▶ **What to do**
Please output the data exactly, without omitting anything.

▶ **Provided data**

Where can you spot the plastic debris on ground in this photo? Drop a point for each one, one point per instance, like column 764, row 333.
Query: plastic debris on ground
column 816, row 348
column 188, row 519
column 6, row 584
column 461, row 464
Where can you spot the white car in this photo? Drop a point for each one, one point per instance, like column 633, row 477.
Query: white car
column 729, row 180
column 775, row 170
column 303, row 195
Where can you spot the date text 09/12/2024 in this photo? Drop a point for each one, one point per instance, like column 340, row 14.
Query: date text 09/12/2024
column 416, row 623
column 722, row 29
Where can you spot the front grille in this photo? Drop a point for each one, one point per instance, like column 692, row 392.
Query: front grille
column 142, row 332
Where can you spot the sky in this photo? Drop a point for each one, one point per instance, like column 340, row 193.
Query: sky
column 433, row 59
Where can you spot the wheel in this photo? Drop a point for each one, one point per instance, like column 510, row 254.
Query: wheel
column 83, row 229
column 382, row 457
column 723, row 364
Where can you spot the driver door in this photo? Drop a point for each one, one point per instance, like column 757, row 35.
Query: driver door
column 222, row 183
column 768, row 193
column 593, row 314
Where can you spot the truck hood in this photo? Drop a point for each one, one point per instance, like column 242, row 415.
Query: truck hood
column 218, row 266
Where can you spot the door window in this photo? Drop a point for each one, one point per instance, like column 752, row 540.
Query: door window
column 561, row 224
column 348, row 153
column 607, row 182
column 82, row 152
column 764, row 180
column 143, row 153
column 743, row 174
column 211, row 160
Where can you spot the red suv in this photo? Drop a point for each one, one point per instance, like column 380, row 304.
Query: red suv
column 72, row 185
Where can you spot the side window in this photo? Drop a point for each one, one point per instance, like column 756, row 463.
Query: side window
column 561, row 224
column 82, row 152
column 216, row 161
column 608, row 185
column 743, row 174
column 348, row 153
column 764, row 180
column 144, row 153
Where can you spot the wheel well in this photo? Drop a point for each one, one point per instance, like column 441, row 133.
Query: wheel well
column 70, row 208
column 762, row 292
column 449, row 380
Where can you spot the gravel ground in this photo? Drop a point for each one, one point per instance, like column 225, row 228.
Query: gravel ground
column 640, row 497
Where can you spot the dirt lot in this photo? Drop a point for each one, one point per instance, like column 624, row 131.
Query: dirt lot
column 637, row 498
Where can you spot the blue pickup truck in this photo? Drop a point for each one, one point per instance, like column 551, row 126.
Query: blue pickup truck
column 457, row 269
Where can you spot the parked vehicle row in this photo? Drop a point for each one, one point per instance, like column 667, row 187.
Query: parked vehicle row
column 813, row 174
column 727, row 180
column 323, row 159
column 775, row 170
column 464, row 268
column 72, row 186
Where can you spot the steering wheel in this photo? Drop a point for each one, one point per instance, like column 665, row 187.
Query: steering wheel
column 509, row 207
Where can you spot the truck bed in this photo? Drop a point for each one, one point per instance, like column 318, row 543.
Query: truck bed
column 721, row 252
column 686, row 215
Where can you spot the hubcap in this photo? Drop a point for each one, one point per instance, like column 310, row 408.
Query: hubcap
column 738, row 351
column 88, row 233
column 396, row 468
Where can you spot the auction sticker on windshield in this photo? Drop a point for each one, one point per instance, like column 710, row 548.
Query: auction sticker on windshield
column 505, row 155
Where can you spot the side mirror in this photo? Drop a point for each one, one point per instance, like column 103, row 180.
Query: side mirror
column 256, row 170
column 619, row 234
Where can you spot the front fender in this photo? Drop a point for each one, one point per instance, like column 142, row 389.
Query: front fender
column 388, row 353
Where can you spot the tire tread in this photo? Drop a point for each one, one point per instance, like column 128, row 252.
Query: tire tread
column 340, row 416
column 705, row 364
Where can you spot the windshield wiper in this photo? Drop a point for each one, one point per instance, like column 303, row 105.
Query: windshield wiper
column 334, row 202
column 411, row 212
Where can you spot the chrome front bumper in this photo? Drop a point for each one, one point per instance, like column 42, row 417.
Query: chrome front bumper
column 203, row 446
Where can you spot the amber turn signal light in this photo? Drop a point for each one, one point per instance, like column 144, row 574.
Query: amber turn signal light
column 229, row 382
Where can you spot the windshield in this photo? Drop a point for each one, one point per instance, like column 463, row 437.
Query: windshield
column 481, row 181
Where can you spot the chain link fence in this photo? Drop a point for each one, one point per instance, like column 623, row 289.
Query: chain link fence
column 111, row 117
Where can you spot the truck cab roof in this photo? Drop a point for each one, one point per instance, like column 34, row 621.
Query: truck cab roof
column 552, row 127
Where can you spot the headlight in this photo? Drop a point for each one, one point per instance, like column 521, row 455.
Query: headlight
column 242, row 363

▶ **Task answer**
Where can you spot the plastic debris on ground in this photo? Drop a point for each one, one point per instance, like column 764, row 333.
Query: plastic debris on ground
column 816, row 348
column 188, row 519
column 6, row 584
column 461, row 464
Where can you spot the white car in this photo? Drop a point for each one, one point per instance, like column 633, row 477.
Query: white car
column 729, row 180
column 775, row 170
column 303, row 195
Where can you spot the date text 09/12/2024 in this photo? Drop a point for each one, one point per instance, like column 340, row 14.
Query: date text 09/12/2024
column 416, row 623
column 722, row 29
Where can you spot the front grille in this photo? Drop a point for each one, one point per instance, like column 692, row 392.
Query: front grille
column 142, row 332
Where can you spot the sky in this photo? Drop a point for each one, one point per instance, like column 340, row 193.
Query: sky
column 433, row 59
Where can you spot the wheel in this photo? Drop a point for each one, one point per instance, like column 510, row 254.
Query: wheel
column 83, row 229
column 382, row 457
column 723, row 364
Where can you spot the driver door in this photo? Drop a point for each one, one point per instance, like column 757, row 35.
Query: driver door
column 222, row 183
column 768, row 193
column 593, row 314
Where can you spot the truck hood in this photo? Drop a point for each one, one point per instance, like column 242, row 415.
Query: truck hood
column 218, row 266
Where can you spot the door window in this photo? Drop a point for each one, one point per instance, like column 752, row 540.
Query: door window
column 561, row 224
column 348, row 153
column 607, row 182
column 82, row 152
column 764, row 180
column 143, row 153
column 743, row 174
column 211, row 160
Where can you spot the red suv in this photo? Drop a point for each one, one point per instance, like column 380, row 304.
Query: red suv
column 72, row 185
Where can you spot the side window in this photo? Drop a point for each one, one point per instance, like column 756, row 463.
Query: side window
column 561, row 224
column 82, row 152
column 216, row 161
column 608, row 185
column 743, row 174
column 348, row 153
column 764, row 180
column 144, row 153
Where can you spot the wheel well in this photo? Drop a point for each one, one point per instance, like column 441, row 133.
Query: wheel well
column 70, row 208
column 762, row 292
column 449, row 380
Where can you spot the gravel ground in this photo? Drop a point for each one, one point per instance, like column 225, row 228.
Query: gravel ground
column 640, row 497
Where can you spot the dirt lot in this photo? Drop a point for each one, one point per instance, like column 624, row 131.
Query: dirt lot
column 637, row 498
Where can you spot the blue pickup truck in this photo? Drop a point for each one, one point per instance, like column 551, row 126.
Query: blue pickup truck
column 457, row 269
Where can you spot the parked vehicle row in this photo? Drop a point for each one, one point per instance, like column 667, row 187.
Query: parked vehicle row
column 813, row 174
column 727, row 180
column 323, row 159
column 775, row 170
column 464, row 268
column 72, row 186
Where can you spot the steering wheel in this photo? Drop a point for each one, one point per instance, like column 665, row 187.
Query: steering wheel
column 509, row 207
Where can you spot the truck bed in this photo? Drop a point for each one, one point per instance, like column 318, row 543.
Query: truck bed
column 721, row 252
column 686, row 215
Where can you spot the hubcap in this photo? Drop a point for each one, one point per instance, like column 310, row 408.
Query: hubcap
column 738, row 351
column 88, row 233
column 396, row 468
Where can you spot the auction sticker on windshield in this photo? Drop a point for each one, one point per instance, like column 710, row 548.
Query: auction sticker on windshield
column 505, row 155
Where can you spot the side mirror in this photo? Drop a point for each one, one point per instance, like column 103, row 180.
Query: side mirror
column 256, row 170
column 619, row 234
Where can you spot the front fender in this photo? Drop a point for each one, one point per instance, like column 142, row 389.
Query: front fender
column 388, row 353
Where can you spot the tire tread in this photo? Drop a point for each one, one point per instance, like column 128, row 252.
Query: tire tread
column 340, row 416
column 705, row 364
Where can you spot the windshield wiper in this photo? Drop a point for each one, one point per instance, like column 303, row 105.
Query: windshield wiper
column 334, row 202
column 411, row 212
Where can you spot the chrome front bumper in this photo? Drop a point for each one, one point per instance, like column 42, row 417.
Query: chrome front bumper
column 203, row 446
Where can you spot the amber turn signal light in this photo? Drop a point for each one, one point per instance, like column 144, row 574.
Query: amber turn signal light
column 229, row 382
Where can you spot the windshield in this photo? Drop a point for each one, one point per instance, like column 463, row 437.
Query: windshield
column 481, row 181
Where can you spot the chain link fence in this photo? Drop a point for each one, one point per instance, like column 623, row 289.
Query: chain link fence
column 111, row 117
Where can you spot the truck cab roof in this photo? Drop a point for each one, one point per instance, like column 34, row 621.
Query: truck cab roof
column 552, row 127
Where can you spot the headlight in this photo? Drop a point for each one, one point per instance, like column 521, row 455.
Query: headlight
column 242, row 363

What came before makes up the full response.